◆ Activity
Look through the entries below. Report each line that has the word "window" in it.

◆ Provided material
·····
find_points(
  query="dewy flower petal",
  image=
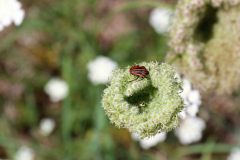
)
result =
(10, 11)
(57, 89)
(160, 93)
(160, 19)
(101, 69)
(190, 130)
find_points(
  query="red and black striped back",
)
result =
(139, 71)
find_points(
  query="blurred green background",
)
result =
(57, 39)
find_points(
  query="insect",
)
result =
(142, 104)
(138, 71)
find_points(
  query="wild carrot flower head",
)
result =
(160, 92)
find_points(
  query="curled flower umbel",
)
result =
(159, 93)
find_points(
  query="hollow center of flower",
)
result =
(204, 29)
(142, 96)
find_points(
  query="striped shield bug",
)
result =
(138, 71)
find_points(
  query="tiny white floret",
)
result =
(147, 143)
(10, 11)
(190, 130)
(57, 89)
(46, 126)
(101, 69)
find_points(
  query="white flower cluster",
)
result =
(10, 11)
(57, 89)
(191, 127)
(160, 19)
(193, 43)
(101, 69)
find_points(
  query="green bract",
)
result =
(160, 94)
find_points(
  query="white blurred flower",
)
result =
(192, 99)
(234, 155)
(46, 126)
(10, 11)
(186, 88)
(153, 141)
(57, 89)
(160, 19)
(190, 130)
(100, 69)
(24, 153)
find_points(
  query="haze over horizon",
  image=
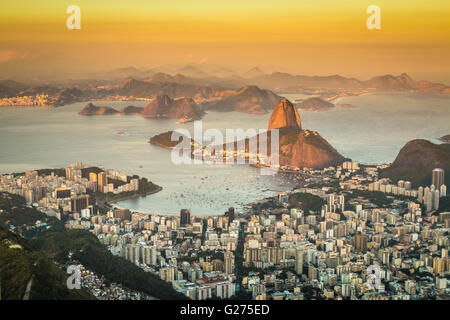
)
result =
(299, 37)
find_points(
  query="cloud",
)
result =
(8, 55)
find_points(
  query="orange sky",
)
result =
(302, 36)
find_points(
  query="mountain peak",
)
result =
(284, 115)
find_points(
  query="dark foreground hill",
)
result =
(93, 255)
(29, 274)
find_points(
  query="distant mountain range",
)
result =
(297, 147)
(224, 90)
(416, 160)
(249, 99)
(161, 107)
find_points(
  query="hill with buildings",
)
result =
(416, 160)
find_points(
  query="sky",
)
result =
(312, 37)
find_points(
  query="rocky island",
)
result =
(445, 138)
(298, 148)
(90, 110)
(249, 99)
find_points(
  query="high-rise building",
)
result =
(92, 176)
(62, 193)
(123, 214)
(102, 181)
(436, 200)
(428, 199)
(229, 262)
(299, 255)
(437, 177)
(360, 242)
(420, 194)
(185, 217)
(443, 190)
(79, 203)
(230, 214)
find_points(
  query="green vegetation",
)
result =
(306, 201)
(19, 263)
(93, 255)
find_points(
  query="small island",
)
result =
(445, 138)
(90, 110)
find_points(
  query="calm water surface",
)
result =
(54, 138)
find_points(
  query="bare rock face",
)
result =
(300, 148)
(284, 115)
(304, 148)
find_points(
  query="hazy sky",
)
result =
(304, 36)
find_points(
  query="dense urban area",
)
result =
(343, 234)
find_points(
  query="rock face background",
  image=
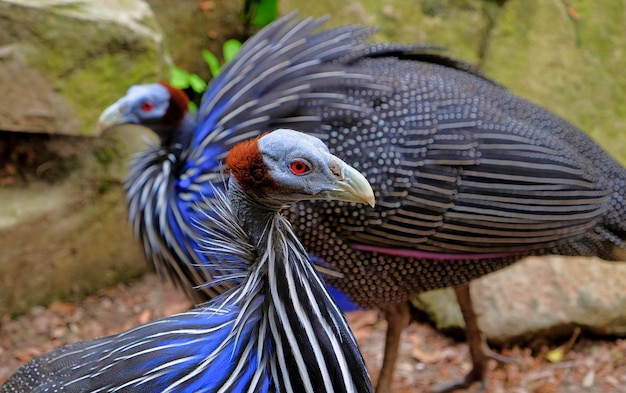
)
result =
(62, 62)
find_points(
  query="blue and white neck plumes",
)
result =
(278, 331)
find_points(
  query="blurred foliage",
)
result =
(256, 12)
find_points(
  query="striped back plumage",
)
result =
(468, 177)
(279, 331)
(276, 71)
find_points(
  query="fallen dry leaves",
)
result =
(427, 358)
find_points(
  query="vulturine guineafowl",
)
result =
(279, 330)
(468, 177)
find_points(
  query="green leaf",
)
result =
(212, 62)
(197, 84)
(231, 48)
(179, 78)
(266, 12)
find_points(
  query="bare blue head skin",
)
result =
(287, 152)
(286, 166)
(157, 106)
(141, 104)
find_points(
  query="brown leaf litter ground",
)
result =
(427, 358)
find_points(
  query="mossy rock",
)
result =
(63, 63)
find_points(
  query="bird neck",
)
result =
(253, 214)
(178, 136)
(314, 349)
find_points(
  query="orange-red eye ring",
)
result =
(147, 106)
(299, 167)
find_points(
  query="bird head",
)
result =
(286, 166)
(157, 106)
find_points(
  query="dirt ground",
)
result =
(427, 358)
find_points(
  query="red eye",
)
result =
(147, 106)
(299, 167)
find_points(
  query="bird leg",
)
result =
(398, 317)
(479, 351)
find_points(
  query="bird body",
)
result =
(468, 177)
(278, 331)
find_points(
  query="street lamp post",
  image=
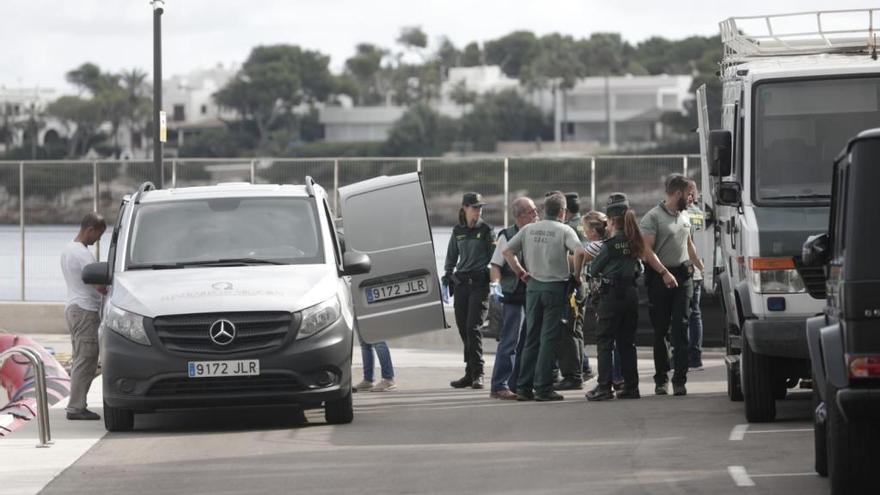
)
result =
(159, 170)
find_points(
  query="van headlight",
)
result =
(319, 317)
(129, 325)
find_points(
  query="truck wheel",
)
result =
(116, 419)
(734, 386)
(820, 437)
(852, 451)
(339, 411)
(758, 385)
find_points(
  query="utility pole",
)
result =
(158, 124)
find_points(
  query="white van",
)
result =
(244, 294)
(796, 87)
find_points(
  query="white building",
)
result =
(621, 109)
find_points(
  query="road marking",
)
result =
(738, 432)
(740, 476)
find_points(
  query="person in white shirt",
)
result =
(82, 312)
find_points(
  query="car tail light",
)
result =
(864, 366)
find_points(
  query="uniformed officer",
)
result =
(672, 257)
(616, 267)
(469, 252)
(572, 360)
(545, 246)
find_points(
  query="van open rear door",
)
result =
(387, 219)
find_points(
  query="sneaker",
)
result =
(462, 382)
(569, 384)
(363, 385)
(629, 393)
(549, 397)
(503, 394)
(85, 414)
(600, 393)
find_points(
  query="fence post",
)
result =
(506, 190)
(95, 205)
(336, 187)
(21, 220)
(592, 182)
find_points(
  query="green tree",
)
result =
(273, 81)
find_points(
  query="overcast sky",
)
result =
(42, 39)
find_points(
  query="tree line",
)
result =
(279, 88)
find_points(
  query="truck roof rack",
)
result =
(146, 186)
(801, 33)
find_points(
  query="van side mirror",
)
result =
(728, 194)
(720, 153)
(96, 274)
(356, 263)
(815, 250)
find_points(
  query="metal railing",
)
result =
(42, 202)
(40, 388)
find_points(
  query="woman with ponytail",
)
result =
(616, 267)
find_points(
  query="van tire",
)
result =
(757, 376)
(820, 438)
(116, 419)
(339, 411)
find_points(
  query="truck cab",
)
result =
(790, 102)
(844, 341)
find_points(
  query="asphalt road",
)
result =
(428, 438)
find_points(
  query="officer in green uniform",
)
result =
(545, 246)
(469, 252)
(570, 353)
(617, 266)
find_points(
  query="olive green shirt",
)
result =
(546, 245)
(615, 260)
(470, 249)
(671, 232)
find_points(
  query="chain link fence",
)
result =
(42, 203)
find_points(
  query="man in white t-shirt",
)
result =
(82, 312)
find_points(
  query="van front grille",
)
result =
(257, 331)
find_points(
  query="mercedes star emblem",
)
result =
(222, 332)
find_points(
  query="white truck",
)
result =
(796, 87)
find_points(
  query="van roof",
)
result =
(225, 190)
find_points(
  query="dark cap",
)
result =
(572, 201)
(472, 199)
(617, 205)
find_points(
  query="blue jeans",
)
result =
(384, 360)
(502, 372)
(695, 328)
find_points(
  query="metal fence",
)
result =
(41, 203)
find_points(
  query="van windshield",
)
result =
(801, 127)
(224, 232)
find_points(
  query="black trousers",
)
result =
(670, 311)
(471, 307)
(618, 314)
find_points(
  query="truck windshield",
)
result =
(800, 127)
(224, 232)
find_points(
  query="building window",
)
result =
(179, 113)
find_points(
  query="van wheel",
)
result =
(339, 411)
(820, 437)
(757, 376)
(852, 451)
(116, 419)
(734, 386)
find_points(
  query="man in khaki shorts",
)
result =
(82, 312)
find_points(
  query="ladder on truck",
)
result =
(801, 33)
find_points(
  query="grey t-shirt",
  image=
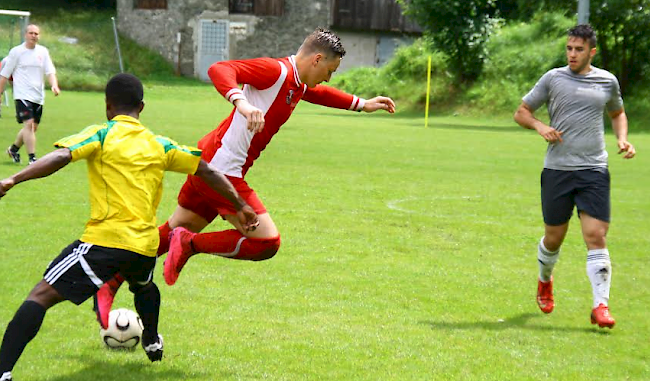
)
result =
(575, 104)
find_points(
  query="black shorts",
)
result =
(26, 110)
(82, 268)
(586, 189)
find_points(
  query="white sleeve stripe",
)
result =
(362, 102)
(235, 97)
(232, 92)
(353, 106)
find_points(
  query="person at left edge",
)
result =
(126, 165)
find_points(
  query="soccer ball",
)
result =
(124, 329)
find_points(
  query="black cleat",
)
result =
(154, 351)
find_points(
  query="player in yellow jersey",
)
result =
(126, 164)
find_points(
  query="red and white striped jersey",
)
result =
(273, 86)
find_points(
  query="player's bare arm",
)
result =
(54, 83)
(221, 184)
(43, 167)
(619, 125)
(253, 115)
(3, 84)
(379, 103)
(525, 117)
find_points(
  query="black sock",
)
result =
(20, 331)
(147, 303)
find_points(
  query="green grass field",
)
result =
(408, 254)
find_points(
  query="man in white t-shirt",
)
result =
(28, 63)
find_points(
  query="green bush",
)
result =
(403, 78)
(519, 54)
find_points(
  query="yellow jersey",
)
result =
(126, 165)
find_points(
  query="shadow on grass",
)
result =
(104, 370)
(516, 322)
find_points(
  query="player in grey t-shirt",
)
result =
(575, 168)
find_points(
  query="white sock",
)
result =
(547, 260)
(599, 270)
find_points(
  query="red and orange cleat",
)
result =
(180, 250)
(545, 296)
(600, 315)
(103, 299)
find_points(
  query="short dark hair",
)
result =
(584, 31)
(323, 40)
(124, 91)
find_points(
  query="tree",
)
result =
(458, 28)
(622, 27)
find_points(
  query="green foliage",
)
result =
(519, 54)
(403, 77)
(92, 60)
(622, 27)
(407, 254)
(460, 29)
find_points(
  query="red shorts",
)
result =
(198, 197)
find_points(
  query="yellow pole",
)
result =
(426, 107)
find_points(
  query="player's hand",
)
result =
(254, 116)
(5, 185)
(627, 147)
(379, 103)
(550, 134)
(248, 218)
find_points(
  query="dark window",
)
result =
(257, 7)
(150, 4)
(241, 6)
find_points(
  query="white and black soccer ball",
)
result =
(124, 329)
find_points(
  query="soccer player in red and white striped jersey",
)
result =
(271, 90)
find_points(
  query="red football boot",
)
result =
(103, 299)
(180, 250)
(545, 296)
(600, 315)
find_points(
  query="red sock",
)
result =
(164, 231)
(233, 244)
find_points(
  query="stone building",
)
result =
(193, 34)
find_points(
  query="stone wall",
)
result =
(250, 36)
(158, 29)
(282, 36)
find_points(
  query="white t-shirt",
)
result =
(28, 68)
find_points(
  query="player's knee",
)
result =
(140, 287)
(264, 248)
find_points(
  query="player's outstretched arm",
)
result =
(524, 117)
(254, 116)
(379, 103)
(223, 186)
(42, 167)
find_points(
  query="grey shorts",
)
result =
(82, 268)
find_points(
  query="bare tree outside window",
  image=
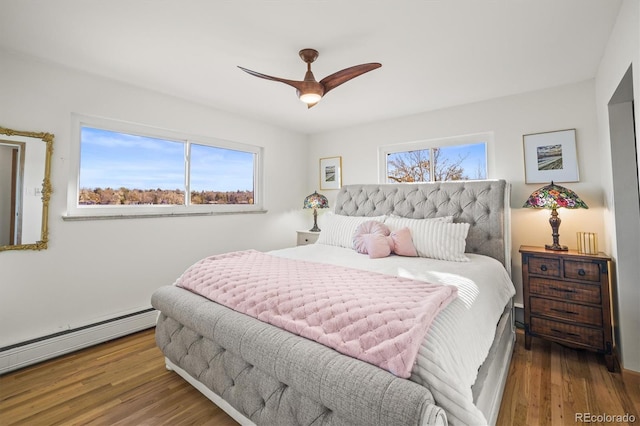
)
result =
(461, 162)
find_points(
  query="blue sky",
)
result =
(111, 159)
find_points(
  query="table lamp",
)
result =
(553, 197)
(315, 201)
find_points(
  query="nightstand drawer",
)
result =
(544, 266)
(592, 337)
(582, 270)
(568, 291)
(568, 311)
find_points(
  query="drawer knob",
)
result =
(564, 290)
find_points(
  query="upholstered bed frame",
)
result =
(260, 374)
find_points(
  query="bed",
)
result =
(262, 374)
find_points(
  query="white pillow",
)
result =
(339, 230)
(437, 239)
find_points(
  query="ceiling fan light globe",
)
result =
(310, 98)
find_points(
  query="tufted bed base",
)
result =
(273, 377)
(260, 374)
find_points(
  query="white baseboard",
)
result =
(19, 356)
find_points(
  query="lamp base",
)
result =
(556, 247)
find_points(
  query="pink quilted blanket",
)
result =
(377, 318)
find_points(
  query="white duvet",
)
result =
(460, 337)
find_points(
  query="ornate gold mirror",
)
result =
(25, 189)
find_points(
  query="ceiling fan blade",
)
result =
(336, 79)
(293, 83)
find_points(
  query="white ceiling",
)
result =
(434, 53)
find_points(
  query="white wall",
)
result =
(509, 119)
(96, 270)
(622, 51)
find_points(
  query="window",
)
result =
·····
◆ Answer
  query="building window",
  query="dark window",
  query="bare tree outside window",
  query="window",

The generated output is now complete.